Consigna de trabajo A — Enumera los cambios en el rostro y en el ánimo que, según el texto sobre el asombro, se producen cuando sentimos asombro.
Consigna de trabajo B — En el texto sobre el asombro, ¿por qué el asombro es un ingrediente fundamental para revertir la pérdida de conciencia? Responde en una a tres oraciones.
Consigna de trabajo C — Prosigue el texto sobre el asombro a partir de su último párrafo.

Texto de estudio —
####################
Foto: Chris Hadfield desde la estación espacial internacional esta semana. Campos de arroz japoneses helados.
El ser humano es un ser vivo. Para tener conciencia de salud y bienestar necesita sentirse vivo. A veces lo olvida. La dinámica social moderna, basada en la prisa y el ruido favorece la pérdida de contacto con uno mismo, con nuestros sentidos, con nuestras necesidades. La pérdida de conciencia nos hace comportarnos como seres autómatas que repiten patrones y rutinas una y otra vez. En un proceso de deshumanización que le viene muy bien al sistema productivo en el que nos hayamos inmersos. La vieja filosofía del pan y circo sigue gozando de plena vigencia. Estas dinámicas son enfermantes, generan enfermedades lentas, crónicas, grises y pesadas que no limitan del todo la capacidad productiva del sujeto pero despojan su vida del color y la sonrisa.
Un ingrediente fundamental para revertir esta situación es el asombro. Esa capacidad que suelen tener los niños pequeños de forma natural y que les hace maravillarse ante tantas cosas. El asombro es una sacudida de conciencia, una experiencia que permitimos entrar dentro de nosotros y que resuena con fuerza en nuestro interior, atravesando todas nuestras indiferencias. Nos hace sentir vivos por un momento, nos hace sentir que todo es posible. Nuestros ojos se abren, nuestra boca se abre, la cara se relaja y un sentimiento de alegría surge... asombroso.
El asombro es un toque de color sobre un cuadro gris. Cuando ya nos lo sabemos todo, cuando ya nada nos impresiona... relegamos la capacidad de asombro al trastero de nuestra vida y perdemos con ella la posibilidad de lo increíble.
####################
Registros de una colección
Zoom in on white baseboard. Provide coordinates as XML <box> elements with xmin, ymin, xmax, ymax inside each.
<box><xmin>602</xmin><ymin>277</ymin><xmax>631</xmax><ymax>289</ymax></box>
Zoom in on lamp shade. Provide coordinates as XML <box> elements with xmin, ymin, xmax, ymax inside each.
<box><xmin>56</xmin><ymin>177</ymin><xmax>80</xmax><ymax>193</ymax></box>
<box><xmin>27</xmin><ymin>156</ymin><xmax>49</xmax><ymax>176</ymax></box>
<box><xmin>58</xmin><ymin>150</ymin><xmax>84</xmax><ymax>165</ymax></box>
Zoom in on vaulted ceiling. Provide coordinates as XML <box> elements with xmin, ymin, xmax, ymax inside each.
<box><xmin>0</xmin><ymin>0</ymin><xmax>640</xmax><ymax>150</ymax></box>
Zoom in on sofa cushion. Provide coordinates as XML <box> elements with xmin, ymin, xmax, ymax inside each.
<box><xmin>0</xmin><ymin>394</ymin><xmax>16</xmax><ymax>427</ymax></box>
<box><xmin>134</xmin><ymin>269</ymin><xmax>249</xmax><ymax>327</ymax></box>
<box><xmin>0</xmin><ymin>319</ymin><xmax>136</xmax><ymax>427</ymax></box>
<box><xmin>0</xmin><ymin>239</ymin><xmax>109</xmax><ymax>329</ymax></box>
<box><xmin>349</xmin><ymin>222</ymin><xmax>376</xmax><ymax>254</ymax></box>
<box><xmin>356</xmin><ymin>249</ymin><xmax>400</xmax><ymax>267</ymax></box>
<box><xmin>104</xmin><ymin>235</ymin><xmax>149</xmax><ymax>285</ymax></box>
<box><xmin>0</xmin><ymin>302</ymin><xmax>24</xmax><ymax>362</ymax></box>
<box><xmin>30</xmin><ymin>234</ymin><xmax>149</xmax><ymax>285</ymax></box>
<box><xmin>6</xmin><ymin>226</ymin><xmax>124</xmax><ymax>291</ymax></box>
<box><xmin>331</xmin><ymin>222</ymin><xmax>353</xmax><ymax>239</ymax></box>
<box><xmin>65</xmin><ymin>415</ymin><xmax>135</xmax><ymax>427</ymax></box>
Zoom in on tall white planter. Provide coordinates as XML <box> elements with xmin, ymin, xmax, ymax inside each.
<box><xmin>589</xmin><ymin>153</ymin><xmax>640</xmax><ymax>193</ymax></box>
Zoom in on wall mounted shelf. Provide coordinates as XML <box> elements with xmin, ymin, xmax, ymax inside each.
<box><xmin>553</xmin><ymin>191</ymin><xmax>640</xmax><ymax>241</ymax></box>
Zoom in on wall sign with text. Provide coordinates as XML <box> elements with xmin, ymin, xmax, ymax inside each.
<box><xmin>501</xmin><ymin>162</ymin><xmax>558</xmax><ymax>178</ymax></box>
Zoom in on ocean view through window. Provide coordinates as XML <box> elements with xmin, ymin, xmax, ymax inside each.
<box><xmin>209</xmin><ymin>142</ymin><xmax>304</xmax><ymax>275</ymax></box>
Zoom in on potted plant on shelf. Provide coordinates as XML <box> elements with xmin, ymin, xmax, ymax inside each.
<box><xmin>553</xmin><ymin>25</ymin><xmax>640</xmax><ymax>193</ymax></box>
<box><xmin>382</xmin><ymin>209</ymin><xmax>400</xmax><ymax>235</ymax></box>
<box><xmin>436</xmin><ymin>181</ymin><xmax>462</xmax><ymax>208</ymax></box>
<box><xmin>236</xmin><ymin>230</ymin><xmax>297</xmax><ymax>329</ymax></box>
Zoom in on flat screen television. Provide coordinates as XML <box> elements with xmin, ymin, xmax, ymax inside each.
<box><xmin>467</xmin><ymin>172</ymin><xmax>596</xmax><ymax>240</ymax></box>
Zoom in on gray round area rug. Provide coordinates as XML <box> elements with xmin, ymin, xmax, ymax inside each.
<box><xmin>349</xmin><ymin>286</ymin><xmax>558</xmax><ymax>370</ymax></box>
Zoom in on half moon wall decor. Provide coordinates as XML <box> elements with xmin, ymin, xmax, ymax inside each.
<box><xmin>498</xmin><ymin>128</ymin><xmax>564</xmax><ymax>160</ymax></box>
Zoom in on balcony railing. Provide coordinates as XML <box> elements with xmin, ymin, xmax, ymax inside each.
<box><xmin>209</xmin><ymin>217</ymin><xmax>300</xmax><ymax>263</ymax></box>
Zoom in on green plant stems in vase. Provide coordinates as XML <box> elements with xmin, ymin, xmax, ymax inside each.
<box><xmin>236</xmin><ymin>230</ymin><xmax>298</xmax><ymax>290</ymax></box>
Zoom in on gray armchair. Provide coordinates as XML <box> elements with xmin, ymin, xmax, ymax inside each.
####################
Recuadro de respuesta A — Los ojos se abren, la boca se abre, la cara se relaja y surge un sentimiento de alegría.

Recuadro de respuesta B — El asombro es una sacudida de conciencia que resuena con fuerza en nuestro interior y atraviesa todas nuestras indiferencias. Así nos hace sentir vivos, y el ser humano necesita sentirse vivo para tener conciencia de salud y bienestar.

Recuadro de respuesta C —
La propuesta sanadora de hoy es bajar al trastero y rescatar la sencillez del asombro. No hay que hacer nada extraordinario. Tan solo detenerse un momento y observar. La textura del pan tostado del desayuno en la boca, la caricia del agua de la ducha en el cuerpo, la suavidad del aire al entrar hasta lo más íntimo de nuestro cuerpo, la sensación de brisa cuando emitimos una sonrisa, la delicadeza de una mandolina, la belleza de dar las gracias, el gozo de escribir una carta a alguien que queremos...
La enfermedad es una maestra del asombro. Nos recuerda el valor de la capacidad que embota. En un resfriado el poder respirar tranquilamente con la nariz, en una lumbalgia el valor de sentarse sin dolor, en una depresión la posibilidad de sentir alegría...
No hace falta esperar a que la enfermedad aparezca para asombrarse. La vida está llena de posibilidades increíbles, muchas muy increíbles. Tan solo hay que detenerse un momento y darse cuenta.
Estamos rodeados de belleza y asombro.